#### Page extract
ARKANSAS COURT OF APPEALS
NOT DESIGNATED FOR PUBLICATION
JUDGE JOSEPHINE LINKER HART
DIVISION IV
CALVIN WHITE
APPELLANT
V.
ARKANSAS ELECTRIC CO-OP, INC. AND CROCKETT ADJUSTMENT, INC.
APPELLEES
CA02-1207
June 25, 2003
APPEAL FROM THE ARKANSAS WORKERS' COMPENSATION COMMISSION COURT
[NO. F103456]
REVERSED AND REMANDED
Appellant Calvin White, a twenty-two year old laborer, appeals the decision of the Arkansas Workers' Compensation Commission (Commission) denying him benefits for his back injury. For reversal, appellant argues that the Commission erred in failing to find that his injury was causally related to his employment. We agree and reverse and remand.
Appellant testified that without submitting an employment application with the corporation, he was directly hired by Jeff Waters, his supervisor, as a tree trimmer and cutter for appellee, Arkansas Electric Co-op. Appellant, Waters, and Russell Falconburg, a co-worker, were removing damaged trees and debris from an ice storm in Roland, Oklahoma. During the entire three-week period of appellant's employment, the men worked ten to eleven hours each day on a four-day work week. The three men traveled together from their homes in Jasper, Arkansas, to Oklahoma, and they stayed during the work week in an
apartment that Waters and Falconburg had rented.

#### Source material
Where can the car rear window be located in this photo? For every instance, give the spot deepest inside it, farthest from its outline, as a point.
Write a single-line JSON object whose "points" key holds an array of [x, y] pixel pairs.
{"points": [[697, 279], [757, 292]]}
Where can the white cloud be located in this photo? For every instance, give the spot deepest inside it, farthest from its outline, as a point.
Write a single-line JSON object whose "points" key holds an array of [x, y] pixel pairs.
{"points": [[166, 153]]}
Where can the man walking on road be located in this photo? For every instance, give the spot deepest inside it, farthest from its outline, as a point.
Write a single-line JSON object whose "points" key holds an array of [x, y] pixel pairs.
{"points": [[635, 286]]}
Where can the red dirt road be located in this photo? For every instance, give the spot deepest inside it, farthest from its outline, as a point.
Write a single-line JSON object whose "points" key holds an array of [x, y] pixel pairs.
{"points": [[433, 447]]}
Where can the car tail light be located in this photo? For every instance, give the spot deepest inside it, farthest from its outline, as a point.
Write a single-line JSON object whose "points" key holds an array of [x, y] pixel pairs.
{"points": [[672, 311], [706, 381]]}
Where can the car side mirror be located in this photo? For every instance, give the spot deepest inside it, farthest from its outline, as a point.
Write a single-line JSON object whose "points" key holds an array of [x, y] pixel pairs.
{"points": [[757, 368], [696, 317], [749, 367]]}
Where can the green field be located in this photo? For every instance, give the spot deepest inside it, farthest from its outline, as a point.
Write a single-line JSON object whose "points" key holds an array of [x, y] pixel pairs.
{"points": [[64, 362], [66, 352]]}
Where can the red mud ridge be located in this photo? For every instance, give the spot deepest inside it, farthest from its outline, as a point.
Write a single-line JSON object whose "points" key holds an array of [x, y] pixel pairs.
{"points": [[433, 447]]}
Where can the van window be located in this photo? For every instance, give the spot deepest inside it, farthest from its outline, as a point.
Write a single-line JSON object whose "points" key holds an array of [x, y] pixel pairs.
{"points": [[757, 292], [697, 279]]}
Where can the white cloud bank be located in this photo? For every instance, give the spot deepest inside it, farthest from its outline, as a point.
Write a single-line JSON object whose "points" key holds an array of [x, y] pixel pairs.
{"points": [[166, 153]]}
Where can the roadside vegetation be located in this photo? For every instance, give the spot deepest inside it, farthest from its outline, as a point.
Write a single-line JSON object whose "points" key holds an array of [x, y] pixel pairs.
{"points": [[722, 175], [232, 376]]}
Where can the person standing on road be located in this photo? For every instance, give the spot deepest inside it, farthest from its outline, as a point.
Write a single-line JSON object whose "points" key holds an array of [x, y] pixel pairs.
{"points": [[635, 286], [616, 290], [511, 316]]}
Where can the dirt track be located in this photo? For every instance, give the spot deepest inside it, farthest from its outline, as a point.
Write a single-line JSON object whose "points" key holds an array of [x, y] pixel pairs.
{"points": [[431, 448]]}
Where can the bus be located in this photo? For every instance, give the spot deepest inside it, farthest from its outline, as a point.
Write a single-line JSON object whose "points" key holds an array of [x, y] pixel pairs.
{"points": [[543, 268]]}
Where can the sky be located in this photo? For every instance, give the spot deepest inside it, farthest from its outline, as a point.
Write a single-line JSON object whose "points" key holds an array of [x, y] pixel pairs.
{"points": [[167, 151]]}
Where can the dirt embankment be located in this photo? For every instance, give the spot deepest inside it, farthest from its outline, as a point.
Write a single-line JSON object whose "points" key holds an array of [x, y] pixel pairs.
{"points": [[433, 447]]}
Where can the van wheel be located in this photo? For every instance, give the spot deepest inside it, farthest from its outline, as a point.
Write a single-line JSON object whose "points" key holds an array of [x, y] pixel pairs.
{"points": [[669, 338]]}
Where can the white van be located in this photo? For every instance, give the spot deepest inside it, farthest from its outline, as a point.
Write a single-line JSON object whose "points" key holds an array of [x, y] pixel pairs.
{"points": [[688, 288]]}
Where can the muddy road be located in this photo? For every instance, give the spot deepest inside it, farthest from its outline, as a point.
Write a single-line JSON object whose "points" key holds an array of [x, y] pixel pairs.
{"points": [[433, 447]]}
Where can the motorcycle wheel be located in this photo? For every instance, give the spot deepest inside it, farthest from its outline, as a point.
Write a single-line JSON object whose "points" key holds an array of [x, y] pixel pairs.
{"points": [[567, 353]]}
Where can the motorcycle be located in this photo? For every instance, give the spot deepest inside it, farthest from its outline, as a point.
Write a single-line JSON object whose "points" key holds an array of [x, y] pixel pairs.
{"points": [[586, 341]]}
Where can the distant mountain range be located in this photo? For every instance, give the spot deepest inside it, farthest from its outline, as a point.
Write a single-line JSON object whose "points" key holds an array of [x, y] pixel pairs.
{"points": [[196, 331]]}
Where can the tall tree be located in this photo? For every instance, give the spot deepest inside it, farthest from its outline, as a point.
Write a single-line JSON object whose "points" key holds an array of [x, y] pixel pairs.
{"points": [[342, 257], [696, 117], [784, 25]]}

#### What the task requires
Write the next part of the court opinion on Calvin White's workers' compensation appeal, picking up after its last sentence. These rows come from a different source than the court opinion.

#### Answer space
Appellant testified that on Tuesday, February 27, 2001, at approximately 4:30 p.m., while pulling on a log he was trimming, he experienced a sharp pain in his back. Appellant described the pain as "real sharp and tense there for a few seconds" and his back became stiff and sore thereafter. Appellant stated that after he felt the sharp pain, the crew trimmed another tree and then returned to the apartment where they watched television and went to bed. After sleeping on a mat on the floor Tuesday night, appellant awoke the next morning feeling very sore; however, he did not say anything about his condition until he and his supervisor arrived at the job site. When Waters asked him to drive the bucket truck, he informed Waters that he was not able to do so because his back was hurting, and he could not lift his legs to work the pedals. He testified that he told his supervisor that "it would just about bring me to tears when I lifted my leg." According to appellant, Waters then asked him if he needed to see a doctor, and after he responded in the affirmative, Waters drove him to the apartment. The same day, appellant telephoned his mother, and at his request, she traveled to Oklahoma and drove him to Jasper where he sought medical treatment.
Appellant testified that he was initially treated the following day at the Jasper Clinic on March 1, 2001. The medical records reflect that appellant "popped something out in his lower back yesterday" and that he had limited range of motion to his spine, muscle spasm, and back pain. Appellant was given a steroid injection and was prescribed medication. On March 6, 2001, appellant returned to the doctor's office, and the records indicate that his back was "no better" and that the pain was "about the same." On March 13, 2001, appellantagain was treated at the Jasper Clinic, and their records reflect that appellant continued to experience a limited range of motion of the spine and suffered back pain. An MRI was performed on March 15, 2001, at the North Arkansas Regional Medical Center in Harrison. The MRI report showed that appellant sustained a herniated nucleus pulposus in his back at levels L3-4 and L4-5.
On April 18, 2001, appellant was examined by Dr. Richard McCarthy at the Arkansas Spine Center in Little Rock. After reviewing appellant's MRI report and performing a physical examination, Dr. McCarthy diagnosed appellant with two herniated discs and stated that "[a]s soon as we can sort out his workers' comp claim, we will plan on doing surgery at both levels."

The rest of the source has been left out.